*TASK DETAILS:* Go through the records underneath and write each one out again exactly.

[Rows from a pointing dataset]
[Begin]

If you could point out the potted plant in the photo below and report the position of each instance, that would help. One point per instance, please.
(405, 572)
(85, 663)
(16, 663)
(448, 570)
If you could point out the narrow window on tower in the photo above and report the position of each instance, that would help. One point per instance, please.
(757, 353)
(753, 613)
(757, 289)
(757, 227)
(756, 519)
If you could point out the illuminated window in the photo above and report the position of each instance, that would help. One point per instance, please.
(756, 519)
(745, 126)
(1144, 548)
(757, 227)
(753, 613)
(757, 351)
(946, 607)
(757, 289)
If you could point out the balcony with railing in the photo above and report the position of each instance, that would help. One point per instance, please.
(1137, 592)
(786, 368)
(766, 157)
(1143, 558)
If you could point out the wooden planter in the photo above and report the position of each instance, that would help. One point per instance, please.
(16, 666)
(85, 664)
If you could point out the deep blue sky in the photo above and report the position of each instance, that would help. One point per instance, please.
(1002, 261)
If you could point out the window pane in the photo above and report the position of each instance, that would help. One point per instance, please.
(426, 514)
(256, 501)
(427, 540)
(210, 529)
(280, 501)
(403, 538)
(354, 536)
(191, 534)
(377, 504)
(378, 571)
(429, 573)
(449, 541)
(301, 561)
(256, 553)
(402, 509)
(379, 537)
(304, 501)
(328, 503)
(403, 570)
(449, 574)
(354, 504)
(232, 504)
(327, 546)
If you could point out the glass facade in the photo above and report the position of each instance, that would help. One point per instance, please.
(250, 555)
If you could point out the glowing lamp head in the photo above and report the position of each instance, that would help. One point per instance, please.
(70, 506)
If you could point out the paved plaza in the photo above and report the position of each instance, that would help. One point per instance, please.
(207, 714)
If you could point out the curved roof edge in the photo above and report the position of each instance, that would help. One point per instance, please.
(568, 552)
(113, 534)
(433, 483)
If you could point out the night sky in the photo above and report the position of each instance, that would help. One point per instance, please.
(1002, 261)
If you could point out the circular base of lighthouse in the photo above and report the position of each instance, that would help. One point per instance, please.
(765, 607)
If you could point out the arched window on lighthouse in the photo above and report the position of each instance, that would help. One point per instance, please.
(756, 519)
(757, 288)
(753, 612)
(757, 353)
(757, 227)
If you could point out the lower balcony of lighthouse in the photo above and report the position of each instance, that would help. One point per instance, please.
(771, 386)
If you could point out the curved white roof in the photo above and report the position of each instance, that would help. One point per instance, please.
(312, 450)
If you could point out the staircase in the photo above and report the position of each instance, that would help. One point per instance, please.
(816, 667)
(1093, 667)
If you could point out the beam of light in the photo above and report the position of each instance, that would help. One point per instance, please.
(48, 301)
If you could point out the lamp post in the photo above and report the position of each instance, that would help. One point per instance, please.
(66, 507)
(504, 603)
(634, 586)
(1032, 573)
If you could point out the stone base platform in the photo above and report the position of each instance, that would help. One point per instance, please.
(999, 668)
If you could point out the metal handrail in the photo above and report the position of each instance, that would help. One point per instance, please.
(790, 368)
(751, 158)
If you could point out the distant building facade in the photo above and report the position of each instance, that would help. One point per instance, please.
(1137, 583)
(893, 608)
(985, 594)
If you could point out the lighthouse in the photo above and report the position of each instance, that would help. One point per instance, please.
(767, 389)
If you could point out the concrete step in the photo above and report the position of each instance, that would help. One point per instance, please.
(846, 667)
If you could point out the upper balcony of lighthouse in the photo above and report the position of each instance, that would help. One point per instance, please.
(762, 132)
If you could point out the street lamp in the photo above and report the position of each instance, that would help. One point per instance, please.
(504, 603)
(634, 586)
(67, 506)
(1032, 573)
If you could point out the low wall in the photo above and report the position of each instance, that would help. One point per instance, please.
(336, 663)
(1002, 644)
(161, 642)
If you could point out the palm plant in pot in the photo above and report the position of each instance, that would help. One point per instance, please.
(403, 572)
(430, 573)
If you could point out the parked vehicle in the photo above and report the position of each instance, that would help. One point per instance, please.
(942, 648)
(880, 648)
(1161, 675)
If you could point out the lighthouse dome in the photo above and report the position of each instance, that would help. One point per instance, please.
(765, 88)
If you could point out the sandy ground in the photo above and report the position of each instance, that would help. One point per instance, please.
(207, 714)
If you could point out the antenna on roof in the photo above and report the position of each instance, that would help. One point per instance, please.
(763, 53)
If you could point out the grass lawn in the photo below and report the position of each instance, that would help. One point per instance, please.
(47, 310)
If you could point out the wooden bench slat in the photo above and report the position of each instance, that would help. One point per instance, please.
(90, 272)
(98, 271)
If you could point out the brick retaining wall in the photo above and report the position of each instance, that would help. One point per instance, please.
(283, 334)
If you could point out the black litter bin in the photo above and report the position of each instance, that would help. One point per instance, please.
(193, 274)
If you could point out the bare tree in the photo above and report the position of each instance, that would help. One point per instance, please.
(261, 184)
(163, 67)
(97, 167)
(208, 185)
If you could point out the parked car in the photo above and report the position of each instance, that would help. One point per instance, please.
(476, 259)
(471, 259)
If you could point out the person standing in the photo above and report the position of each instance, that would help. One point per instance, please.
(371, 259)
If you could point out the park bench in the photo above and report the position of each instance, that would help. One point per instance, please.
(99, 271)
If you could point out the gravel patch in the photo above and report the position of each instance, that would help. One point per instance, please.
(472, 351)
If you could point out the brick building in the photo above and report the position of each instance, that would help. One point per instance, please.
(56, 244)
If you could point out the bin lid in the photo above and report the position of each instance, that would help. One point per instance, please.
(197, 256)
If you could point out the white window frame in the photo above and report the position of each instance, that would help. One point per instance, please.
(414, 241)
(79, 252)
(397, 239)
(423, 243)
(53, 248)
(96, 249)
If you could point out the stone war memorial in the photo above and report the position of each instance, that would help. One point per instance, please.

[End]

*REPLY TO THE EXERCISE:*
If you could point out the potted plant in the photo below and report the position of each instance, that would help. One point per instance, please.
(405, 572)
(85, 663)
(16, 663)
(448, 570)
If you could point out the narrow window on tower in the photo above and report the position of each instance, that would help. One point per instance, please.
(757, 353)
(753, 613)
(757, 289)
(757, 227)
(756, 519)
If you could point out the illuminated window in the photo above and report the position of each instance, that would help. One point per instance, please.
(756, 519)
(745, 126)
(1144, 548)
(757, 227)
(753, 613)
(757, 351)
(946, 607)
(757, 289)
If you could point out the balcony with railing in the photo above and report the position of each instance, that would help. One point per instance, please.
(1137, 592)
(786, 368)
(766, 157)
(1143, 558)
If you could point out the wooden planter in the photo above and report the position of each instance, that would help. One point per instance, please.
(16, 666)
(85, 664)
If you could point out the deep blue sky in the photo above and report the position of each instance, that would help. One point per instance, please.
(1002, 261)
If you could point out the window pane in the photo above and report the position of each instance, that would help. One point per instance, please.
(426, 514)
(256, 501)
(427, 540)
(210, 529)
(280, 501)
(403, 538)
(354, 536)
(191, 534)
(377, 504)
(378, 571)
(429, 573)
(449, 541)
(301, 561)
(256, 553)
(402, 509)
(379, 537)
(304, 501)
(328, 503)
(403, 570)
(449, 574)
(354, 504)
(232, 504)
(327, 546)
If you could point out the glass facade in the photo above and report the position of each instance, that would help. One point per instance, please.
(250, 555)
If you could point out the glowing lamp head in the photo above and report the position of each instance, that would help. One point per instance, please.
(70, 506)
If you could point out the paved plaza in the photo above and report the position of each instance, that would help. One point per instance, please.
(207, 714)
If you could point out the curved roof edge in the photo above and report the position of each instance, that would help. One point per instance, please.
(568, 552)
(113, 534)
(433, 483)
If you could point out the night sky in the photo above and report the position of each instance, that would help. One point per instance, please.
(1002, 261)
If you could point out the circular base of lighthouse in the photo above and report the position of each instance, that would help. One point per instance, please.
(765, 607)
If you could point out the arched window on lighthouse in the photo above and report the position of each instance, that would help. One point per instance, please.
(756, 519)
(757, 288)
(753, 612)
(757, 353)
(757, 227)
If you could point out the lower balcony of lighthouse in the photo above and report the position of each instance, that would help. One point per instance, please.
(771, 386)
If you could point out the curved white roof in the photo above and report the position of each instance, that would help. One point per instance, please.
(312, 450)
If you could point out the staircase in the photo above and report the position of each instance, that would help. One point per instance, please.
(816, 667)
(1093, 667)
If you could point out the beam of light in the photo above and report the position of each instance, that would help. One point per instance, please.
(48, 301)
If you could point out the lamp post in the photo above and report the position of each instance, that would help. One point per instance, please.
(66, 507)
(504, 603)
(634, 586)
(1032, 573)
If you could point out the stone base platform in the photo above and report the position of each instance, that would help. One point per instance, please.
(999, 668)
If you could point out the metal handrail in the photo above and report the position of each instance, that would help. One point per instance, please.
(790, 368)
(751, 158)
If you could point out the distant building facade in the photo above and report the position of each instance, that would help. One point per instance, please.
(1137, 583)
(893, 608)
(985, 594)
If you could point out the lighthouse in the photo above and report the position of each instance, that would help. One point per instance, please.
(767, 389)
If you could point out the concrete step in the photo above and report the position of each instance, that would help. One point per instance, please.
(846, 667)
If you could point out the upper balcony of lighthouse in the photo above and report the position of each instance, that would help. One point per instance, please.
(762, 132)
If you could point out the street lamp in the photo above and report the position of each instance, that would help. One point per instance, please.
(504, 603)
(634, 586)
(67, 506)
(1032, 573)
If you could point out the low wall in the photo above and report the position of each instance, that would help. One point per instance, please.
(336, 663)
(1002, 644)
(161, 642)
If you could point out the palm plant in pot in the photo above and report the position of each instance, that would help. One point per instance, please.
(403, 572)
(430, 573)
If you could point out the parked vehicle in the photo above and report the position of each instance, that would help. One point per instance, please.
(942, 648)
(880, 648)
(1161, 675)
If you could point out the lighthouse dome in the photo above and report the position of each instance, that would help. One point per instance, please.
(765, 88)
If you could point out the sandy ground in the photo above and report the position of each instance, that would help. One point per instance, please.
(207, 714)
If you could point out the antenna on roof in the photo above and report the position of each instance, that would help. One point per instance, please.
(763, 53)
If you could point out the grass lawn in the photo below and report the position of each instance, that would help. One point per instance, please.
(47, 310)
If you could point out the wooden bench slat in the photo above and report the position of each instance, that would help. One point per instance, please.
(90, 272)
(98, 271)
If you could point out the brick retaining wall in the photo above and report the position of each instance, that would help. One point per instance, please.
(283, 334)
If you could point out the black litter bin in the photo above and report the position of each instance, that would help. One point per instance, please.
(193, 274)
If you could point out the bare tree in the photo above and report the position of each instance, that would help. One point per instance, please.
(261, 184)
(163, 67)
(97, 167)
(208, 185)
If you could point out the parked car in the photo above and report the position of each instance, that would help. One point per instance, please.
(476, 259)
(471, 259)
If you could point out the person standing in the photo above and report the position of each instance, that would help. One point per instance, please.
(371, 259)
If you could point out the park bench in the photo above and report the position of each instance, that would help. One point per instance, please.
(99, 271)
If you could point out the gravel patch in the photo above and report the position of each instance, that would help. One point per instance, please.
(472, 351)
If you could point out the brick building in the photo above and report the position of each instance, that would help. One point per instance, please.
(56, 244)
If you could point out the bin lid in the photo above and report the position of each instance, that would help. One point per instance, please.
(197, 256)
If you could point out the white window frame in the photo above and report the position of each instance, that would help. One point per instance, please.
(414, 241)
(79, 252)
(397, 239)
(423, 243)
(53, 248)
(96, 249)
If you could point out the stone war memorial in the photo above and report the position of each instance, that would help. One point per instance, please.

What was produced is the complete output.